● **Extrait du texte**

La Constitution établit les règles fondamentales qui structurent l’ordre juridique de l’État et encadrent l’élaboration des lois. Elle émane du contrat social qui inclut en principe la population tout entière. Elle est censée représenter la volonté générale, avec la finalité de fédérer, non de diviser. En régime démocratique, il est essentiel qu’elle établisse une relation de confiance entre les gouvernants et les gouvernés.
Au Luxembourg, la majorité de la population est sans doute favorable à une dépénalisation plus ou moins large de l’avortement. Mais définir l’IVG comme droit fondamental ? Il faut se demander si ce n’est pasune minorité militante qui l’exige ![1] La constitutionnalisation d’un tel droit est loin de faire consensus. Par l’inscription de l’IVG dans la Constitution, la relation de confiance entre gouvernants et une bonne partie des gouvernés sera ébranlée.

● **Données fournies**
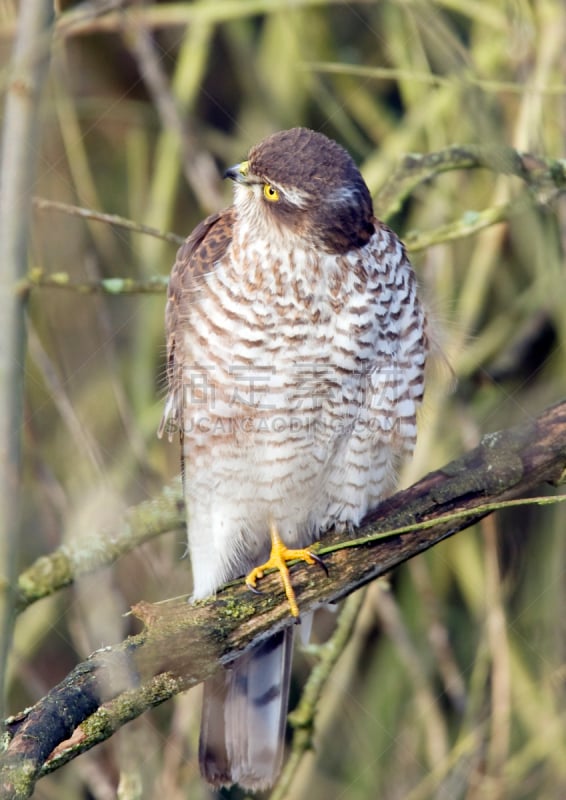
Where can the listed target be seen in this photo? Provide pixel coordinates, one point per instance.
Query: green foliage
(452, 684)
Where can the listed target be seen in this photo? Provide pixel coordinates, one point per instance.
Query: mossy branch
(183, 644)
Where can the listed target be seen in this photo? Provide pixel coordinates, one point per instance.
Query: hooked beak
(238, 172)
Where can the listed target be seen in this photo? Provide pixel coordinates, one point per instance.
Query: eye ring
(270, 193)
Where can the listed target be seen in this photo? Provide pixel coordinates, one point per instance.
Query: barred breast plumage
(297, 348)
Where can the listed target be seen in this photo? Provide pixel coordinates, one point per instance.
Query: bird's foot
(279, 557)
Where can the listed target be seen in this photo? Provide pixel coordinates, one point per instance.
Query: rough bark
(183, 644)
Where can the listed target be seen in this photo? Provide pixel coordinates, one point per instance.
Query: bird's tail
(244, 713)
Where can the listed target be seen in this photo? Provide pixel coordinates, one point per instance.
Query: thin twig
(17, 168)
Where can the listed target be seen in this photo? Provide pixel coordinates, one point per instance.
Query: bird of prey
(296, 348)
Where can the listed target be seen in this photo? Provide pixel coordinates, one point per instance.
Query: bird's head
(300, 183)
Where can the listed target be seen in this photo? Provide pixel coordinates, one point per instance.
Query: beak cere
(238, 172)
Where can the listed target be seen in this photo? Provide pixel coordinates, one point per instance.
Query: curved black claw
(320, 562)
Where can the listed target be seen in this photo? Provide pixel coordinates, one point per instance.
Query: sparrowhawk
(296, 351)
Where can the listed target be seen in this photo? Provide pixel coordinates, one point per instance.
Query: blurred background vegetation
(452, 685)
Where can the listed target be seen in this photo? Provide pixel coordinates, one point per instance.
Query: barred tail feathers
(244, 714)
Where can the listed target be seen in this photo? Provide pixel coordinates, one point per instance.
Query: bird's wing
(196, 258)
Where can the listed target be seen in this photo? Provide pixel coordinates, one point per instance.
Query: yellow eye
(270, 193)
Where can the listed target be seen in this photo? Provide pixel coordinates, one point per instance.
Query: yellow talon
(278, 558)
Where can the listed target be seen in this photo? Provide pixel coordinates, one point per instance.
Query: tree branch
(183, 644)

● **Questions**
(a) Selon l'extrait sur la Constitution, de quoi la Constitution émane-t-elle ?
(b) Dans l'extrait sur la Constitution, reprenez le passage qui commence par « Au Luxembourg, la » et se poursuit jusqu'à « gouvernés sera ébranlée. », en changeant « Luxembourg » en « Portugal ».
(c) Pour chacune des affirmations suivantes, indiquez par oui ou par non si elle concorde avec l'extrait sur la Constitution, en citant les mots de l'extrait qui le montrent.
(i) La Constitution est censée représenter la volonté générale.
(ii) La constitutionnalisation du droit à l'IVG fait consensus.
(iii) La majorité de la population du Luxembourg est opposée à toute dépénalisation de l'avortement.

● **Corrigé des exercices**
(a) Elle émane du contrat social qui inclut en principe la population tout entière.

(b)
Au Portugal, la majorité de la population est sans doute favorable à une dépénalisation plus ou moins large de l’avortement. Mais définir l’IVG comme droit fondamental ? Il faut se demander si ce n’est pasune minorité militante qui l’exige ![1] La constitutionnalisation d’un tel droit est loin de faire consensus. Par l’inscription de l’IVG dans la Constitution, la relation de confiance entre gouvernants et une bonne partie des gouvernés sera ébranlée.

(c)
(i) Oui : « Elle est censée représenter la volonté générale ».
(ii) Non : « La constitutionnalisation d’un tel droit est loin de faire consensus ».
(iii) Non : « la majorité de la population est sans doute favorable à une dépénalisation plus ou moins large de l’avortement ».